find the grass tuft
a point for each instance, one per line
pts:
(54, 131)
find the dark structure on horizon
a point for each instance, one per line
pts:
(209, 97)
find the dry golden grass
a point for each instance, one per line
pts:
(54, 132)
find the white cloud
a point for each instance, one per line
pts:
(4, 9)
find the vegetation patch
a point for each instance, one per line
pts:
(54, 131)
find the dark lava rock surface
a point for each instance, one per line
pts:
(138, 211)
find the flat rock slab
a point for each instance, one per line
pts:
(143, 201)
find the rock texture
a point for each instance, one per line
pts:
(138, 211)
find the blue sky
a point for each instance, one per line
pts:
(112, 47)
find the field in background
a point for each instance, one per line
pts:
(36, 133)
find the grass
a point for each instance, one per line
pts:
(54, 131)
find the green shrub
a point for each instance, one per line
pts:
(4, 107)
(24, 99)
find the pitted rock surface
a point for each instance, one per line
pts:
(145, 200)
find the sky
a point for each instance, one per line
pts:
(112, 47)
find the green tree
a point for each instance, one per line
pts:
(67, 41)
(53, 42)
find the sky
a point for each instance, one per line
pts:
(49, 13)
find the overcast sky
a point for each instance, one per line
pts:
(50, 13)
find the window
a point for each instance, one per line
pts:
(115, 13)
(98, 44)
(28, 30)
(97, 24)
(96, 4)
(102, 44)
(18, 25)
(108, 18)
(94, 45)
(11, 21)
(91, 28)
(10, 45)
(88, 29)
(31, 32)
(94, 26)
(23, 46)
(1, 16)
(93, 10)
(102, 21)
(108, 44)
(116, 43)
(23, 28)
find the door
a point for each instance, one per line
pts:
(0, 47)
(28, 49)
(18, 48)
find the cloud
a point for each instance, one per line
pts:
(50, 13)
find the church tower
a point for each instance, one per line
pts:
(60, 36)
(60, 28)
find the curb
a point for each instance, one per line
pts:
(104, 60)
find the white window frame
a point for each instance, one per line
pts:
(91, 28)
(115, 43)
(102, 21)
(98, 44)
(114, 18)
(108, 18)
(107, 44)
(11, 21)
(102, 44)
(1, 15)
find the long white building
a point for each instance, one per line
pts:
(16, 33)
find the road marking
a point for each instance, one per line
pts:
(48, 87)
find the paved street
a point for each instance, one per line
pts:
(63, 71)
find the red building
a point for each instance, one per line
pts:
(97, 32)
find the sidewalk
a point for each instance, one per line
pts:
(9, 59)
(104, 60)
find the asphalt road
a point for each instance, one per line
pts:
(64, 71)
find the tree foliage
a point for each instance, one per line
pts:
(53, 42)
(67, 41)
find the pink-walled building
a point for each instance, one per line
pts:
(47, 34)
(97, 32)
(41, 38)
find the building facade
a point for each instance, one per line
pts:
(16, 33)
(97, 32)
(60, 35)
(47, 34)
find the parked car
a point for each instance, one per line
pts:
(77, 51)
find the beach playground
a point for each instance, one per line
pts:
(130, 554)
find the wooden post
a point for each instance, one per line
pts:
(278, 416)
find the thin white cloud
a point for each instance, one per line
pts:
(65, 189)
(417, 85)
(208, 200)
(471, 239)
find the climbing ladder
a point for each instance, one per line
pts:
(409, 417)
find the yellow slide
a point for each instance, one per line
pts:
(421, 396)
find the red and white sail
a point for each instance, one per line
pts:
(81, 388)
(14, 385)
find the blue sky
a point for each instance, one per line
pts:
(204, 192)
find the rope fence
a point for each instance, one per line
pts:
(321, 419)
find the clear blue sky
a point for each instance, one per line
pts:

━━━━

All lines from the one with "find the red building" through the final line above are to be quoted exactly; quote no other line.

RESPONSE TO THE TASK:
find the red building
a point for each instance, one per line
pts:
(97, 32)
find the sidewalk
a point for each instance, one per line
pts:
(9, 59)
(104, 60)
find the asphalt road
a point for each instance, one per line
pts:
(64, 71)
find the tree foliage
a point for each instance, one per line
pts:
(53, 42)
(67, 41)
find the pink-walled building
a point for each instance, one per line
pts:
(47, 34)
(97, 32)
(41, 38)
find the building facade
a point for each instance, one per line
pts:
(16, 33)
(97, 32)
(60, 35)
(47, 34)
find the parked car
a point for each instance, one per line
pts:
(77, 51)
find the beach playground
a point for each instance, one per line
pts:
(130, 554)
find the wooden post
a point for each instance, one per line
pts:
(278, 416)
find the thin white cloud
a point for each instance, one per line
pts:
(65, 189)
(417, 85)
(208, 200)
(471, 239)
find the climbing ladder
a point for each instance, one per line
pts:
(409, 417)
find the yellow slide
a point for each instance, one per line
pts:
(421, 396)
find the red and white sail
a point for each instance, one per line
pts:
(81, 388)
(14, 385)
find the blue sky
a point for each instance, one per line
pts:
(204, 192)
find the rope fence
a point for each instance, one per line
pts:
(321, 419)
find the clear blue sky
a point for each instance, one per line
pts:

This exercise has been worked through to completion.